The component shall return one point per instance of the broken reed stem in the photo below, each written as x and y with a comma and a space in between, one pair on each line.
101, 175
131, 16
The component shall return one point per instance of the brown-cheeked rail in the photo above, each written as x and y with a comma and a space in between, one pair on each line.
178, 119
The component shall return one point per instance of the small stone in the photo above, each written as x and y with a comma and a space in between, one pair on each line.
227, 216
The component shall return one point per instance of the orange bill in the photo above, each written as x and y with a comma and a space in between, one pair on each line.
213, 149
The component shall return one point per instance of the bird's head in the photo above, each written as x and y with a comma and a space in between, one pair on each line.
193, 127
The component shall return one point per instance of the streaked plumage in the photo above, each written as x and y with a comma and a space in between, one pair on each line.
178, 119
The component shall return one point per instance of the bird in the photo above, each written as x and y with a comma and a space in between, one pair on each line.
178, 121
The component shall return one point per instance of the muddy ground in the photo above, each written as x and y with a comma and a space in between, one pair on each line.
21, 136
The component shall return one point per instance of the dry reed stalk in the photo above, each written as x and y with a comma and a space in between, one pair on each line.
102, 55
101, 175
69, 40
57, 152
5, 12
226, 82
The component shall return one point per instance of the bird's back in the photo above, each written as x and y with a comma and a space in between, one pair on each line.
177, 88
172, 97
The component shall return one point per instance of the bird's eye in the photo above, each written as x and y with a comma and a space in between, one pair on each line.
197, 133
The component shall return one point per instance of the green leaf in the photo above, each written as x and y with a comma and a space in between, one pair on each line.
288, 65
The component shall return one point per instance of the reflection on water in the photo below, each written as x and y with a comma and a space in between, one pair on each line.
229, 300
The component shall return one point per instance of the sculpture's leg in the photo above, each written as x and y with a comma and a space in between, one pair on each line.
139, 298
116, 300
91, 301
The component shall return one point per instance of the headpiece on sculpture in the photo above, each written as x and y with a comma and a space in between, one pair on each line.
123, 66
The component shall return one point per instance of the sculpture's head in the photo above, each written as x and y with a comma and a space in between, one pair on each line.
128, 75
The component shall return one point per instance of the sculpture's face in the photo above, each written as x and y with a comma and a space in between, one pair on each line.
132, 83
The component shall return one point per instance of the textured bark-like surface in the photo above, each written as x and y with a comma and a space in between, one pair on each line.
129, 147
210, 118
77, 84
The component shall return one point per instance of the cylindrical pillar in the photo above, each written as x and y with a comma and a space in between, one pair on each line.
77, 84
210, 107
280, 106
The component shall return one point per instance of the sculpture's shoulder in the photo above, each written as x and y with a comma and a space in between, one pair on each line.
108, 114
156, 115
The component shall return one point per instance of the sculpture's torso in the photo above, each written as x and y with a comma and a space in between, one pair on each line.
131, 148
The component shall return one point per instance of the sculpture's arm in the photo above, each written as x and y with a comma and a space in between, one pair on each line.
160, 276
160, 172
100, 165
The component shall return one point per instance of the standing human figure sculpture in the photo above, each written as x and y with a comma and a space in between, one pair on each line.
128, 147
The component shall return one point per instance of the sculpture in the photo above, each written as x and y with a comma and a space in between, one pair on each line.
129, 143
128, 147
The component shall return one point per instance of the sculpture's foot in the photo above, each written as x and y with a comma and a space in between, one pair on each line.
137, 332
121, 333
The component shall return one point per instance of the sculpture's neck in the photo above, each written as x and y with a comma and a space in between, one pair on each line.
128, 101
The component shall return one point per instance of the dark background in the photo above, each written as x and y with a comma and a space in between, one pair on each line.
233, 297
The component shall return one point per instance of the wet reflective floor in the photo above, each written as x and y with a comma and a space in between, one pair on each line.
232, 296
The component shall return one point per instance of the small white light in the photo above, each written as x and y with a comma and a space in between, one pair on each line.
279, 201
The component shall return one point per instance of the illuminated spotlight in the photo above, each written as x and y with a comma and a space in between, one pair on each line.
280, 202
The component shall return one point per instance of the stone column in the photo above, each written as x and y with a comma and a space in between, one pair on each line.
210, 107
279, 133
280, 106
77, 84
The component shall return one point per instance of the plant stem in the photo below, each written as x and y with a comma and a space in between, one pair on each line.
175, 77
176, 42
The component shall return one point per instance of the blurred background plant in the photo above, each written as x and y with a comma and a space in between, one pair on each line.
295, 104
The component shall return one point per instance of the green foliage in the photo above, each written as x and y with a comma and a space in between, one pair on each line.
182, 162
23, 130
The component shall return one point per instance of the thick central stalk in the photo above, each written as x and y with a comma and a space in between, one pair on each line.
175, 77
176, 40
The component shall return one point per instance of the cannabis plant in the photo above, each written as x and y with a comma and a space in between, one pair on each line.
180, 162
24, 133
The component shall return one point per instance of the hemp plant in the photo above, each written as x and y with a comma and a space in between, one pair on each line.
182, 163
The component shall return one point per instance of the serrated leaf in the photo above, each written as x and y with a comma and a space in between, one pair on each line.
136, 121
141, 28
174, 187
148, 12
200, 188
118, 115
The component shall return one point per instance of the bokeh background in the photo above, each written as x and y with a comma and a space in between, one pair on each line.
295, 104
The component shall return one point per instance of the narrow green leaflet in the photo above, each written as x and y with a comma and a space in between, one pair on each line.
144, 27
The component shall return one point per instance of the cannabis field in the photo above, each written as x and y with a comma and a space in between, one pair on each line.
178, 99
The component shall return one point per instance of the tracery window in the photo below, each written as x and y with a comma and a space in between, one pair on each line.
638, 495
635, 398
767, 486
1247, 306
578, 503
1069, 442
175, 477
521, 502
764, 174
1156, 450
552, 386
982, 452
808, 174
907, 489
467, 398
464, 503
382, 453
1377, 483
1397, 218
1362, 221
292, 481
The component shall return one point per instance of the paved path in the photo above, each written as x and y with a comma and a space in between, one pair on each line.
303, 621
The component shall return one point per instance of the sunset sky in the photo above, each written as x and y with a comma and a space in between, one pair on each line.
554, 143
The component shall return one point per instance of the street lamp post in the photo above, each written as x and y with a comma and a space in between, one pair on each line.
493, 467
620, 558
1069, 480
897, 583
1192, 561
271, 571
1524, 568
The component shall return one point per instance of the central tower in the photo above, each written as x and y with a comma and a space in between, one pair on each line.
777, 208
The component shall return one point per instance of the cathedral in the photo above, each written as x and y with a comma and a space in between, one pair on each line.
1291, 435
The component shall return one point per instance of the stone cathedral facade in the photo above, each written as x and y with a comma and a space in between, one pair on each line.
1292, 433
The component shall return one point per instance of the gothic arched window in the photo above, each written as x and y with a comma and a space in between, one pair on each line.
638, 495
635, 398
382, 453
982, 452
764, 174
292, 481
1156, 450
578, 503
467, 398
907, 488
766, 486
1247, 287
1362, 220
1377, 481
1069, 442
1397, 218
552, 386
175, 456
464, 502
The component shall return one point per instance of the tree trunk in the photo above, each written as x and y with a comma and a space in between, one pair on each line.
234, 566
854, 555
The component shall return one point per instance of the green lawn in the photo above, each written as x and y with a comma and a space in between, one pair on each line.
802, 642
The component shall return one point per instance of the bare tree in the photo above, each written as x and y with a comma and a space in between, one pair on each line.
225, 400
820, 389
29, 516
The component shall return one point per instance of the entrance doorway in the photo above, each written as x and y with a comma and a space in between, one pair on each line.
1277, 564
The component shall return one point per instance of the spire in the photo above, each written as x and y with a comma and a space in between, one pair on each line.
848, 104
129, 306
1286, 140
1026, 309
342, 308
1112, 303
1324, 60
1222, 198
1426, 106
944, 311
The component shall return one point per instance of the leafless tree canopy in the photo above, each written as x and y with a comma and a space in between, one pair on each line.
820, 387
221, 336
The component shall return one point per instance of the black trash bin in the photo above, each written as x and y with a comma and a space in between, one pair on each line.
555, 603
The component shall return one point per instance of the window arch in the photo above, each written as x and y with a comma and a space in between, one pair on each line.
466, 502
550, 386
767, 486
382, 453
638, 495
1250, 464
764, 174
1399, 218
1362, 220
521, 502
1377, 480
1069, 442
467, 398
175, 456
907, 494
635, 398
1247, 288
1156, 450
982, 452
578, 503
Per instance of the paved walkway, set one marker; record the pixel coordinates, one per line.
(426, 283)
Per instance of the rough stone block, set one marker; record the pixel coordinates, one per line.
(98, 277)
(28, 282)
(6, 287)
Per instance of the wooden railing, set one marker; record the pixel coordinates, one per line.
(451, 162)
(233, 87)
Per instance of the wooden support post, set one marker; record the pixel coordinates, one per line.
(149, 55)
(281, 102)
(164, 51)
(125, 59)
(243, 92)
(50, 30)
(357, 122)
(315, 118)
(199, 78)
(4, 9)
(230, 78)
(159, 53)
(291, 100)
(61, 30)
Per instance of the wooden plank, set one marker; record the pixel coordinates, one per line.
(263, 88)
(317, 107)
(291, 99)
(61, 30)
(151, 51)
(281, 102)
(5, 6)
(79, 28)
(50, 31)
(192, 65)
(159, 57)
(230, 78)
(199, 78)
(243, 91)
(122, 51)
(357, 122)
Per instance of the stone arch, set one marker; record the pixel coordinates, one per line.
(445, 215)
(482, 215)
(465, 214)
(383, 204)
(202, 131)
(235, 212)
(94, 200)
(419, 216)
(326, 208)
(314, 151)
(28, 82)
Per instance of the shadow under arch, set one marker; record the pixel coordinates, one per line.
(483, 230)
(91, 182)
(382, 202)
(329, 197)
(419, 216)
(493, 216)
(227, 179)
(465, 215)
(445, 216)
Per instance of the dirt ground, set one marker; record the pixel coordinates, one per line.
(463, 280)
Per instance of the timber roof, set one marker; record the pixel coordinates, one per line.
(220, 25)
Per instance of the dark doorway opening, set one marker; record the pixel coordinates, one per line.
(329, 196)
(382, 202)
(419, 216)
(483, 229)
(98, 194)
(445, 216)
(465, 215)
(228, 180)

______

The task. Retype exactly the lines from the one containing "Per instance of the rough" through the last line of the records above, including both.

Written answer.
Per instance of the rough stone block, set one marker; record the pixel coordinates, one per line.
(98, 277)
(28, 282)
(6, 287)
Per instance of the wooden railing, set one marker; record the pixel coordinates, one per line.
(451, 162)
(233, 87)
Per instance of the wooden support post, set one marker; record the pixel coordinates, one per line.
(149, 55)
(281, 102)
(164, 51)
(125, 59)
(243, 92)
(50, 30)
(357, 122)
(315, 118)
(199, 78)
(4, 9)
(230, 78)
(159, 53)
(291, 100)
(61, 30)
Per instance of the wooden plank, set one marker; record the pixel coordinates, one per line.
(263, 88)
(317, 107)
(291, 99)
(61, 30)
(151, 51)
(281, 102)
(5, 6)
(79, 28)
(50, 31)
(192, 65)
(159, 57)
(230, 78)
(199, 78)
(243, 91)
(122, 51)
(357, 122)
Per instance of the stone arch, set one marker; record the pixel coordinates, one per line.
(445, 215)
(482, 215)
(465, 214)
(383, 204)
(202, 131)
(235, 212)
(94, 200)
(419, 216)
(326, 208)
(314, 151)
(28, 82)
Per instance of the shadow under arch, set one marker; record the pixel coordinates, one per line.
(483, 230)
(91, 182)
(382, 202)
(329, 197)
(419, 216)
(493, 216)
(227, 179)
(465, 215)
(445, 216)
Per instance of the dirt ground, set one marker; record the pixel coordinates, one per line.
(463, 280)
Per instance of the timber roof, set one marker; record the pixel coordinates, one per line.
(220, 25)
Per instance of the dark doorway opening, set one marker; record the pixel coordinates, one per line.
(329, 196)
(382, 202)
(419, 216)
(483, 229)
(98, 194)
(445, 216)
(465, 215)
(228, 180)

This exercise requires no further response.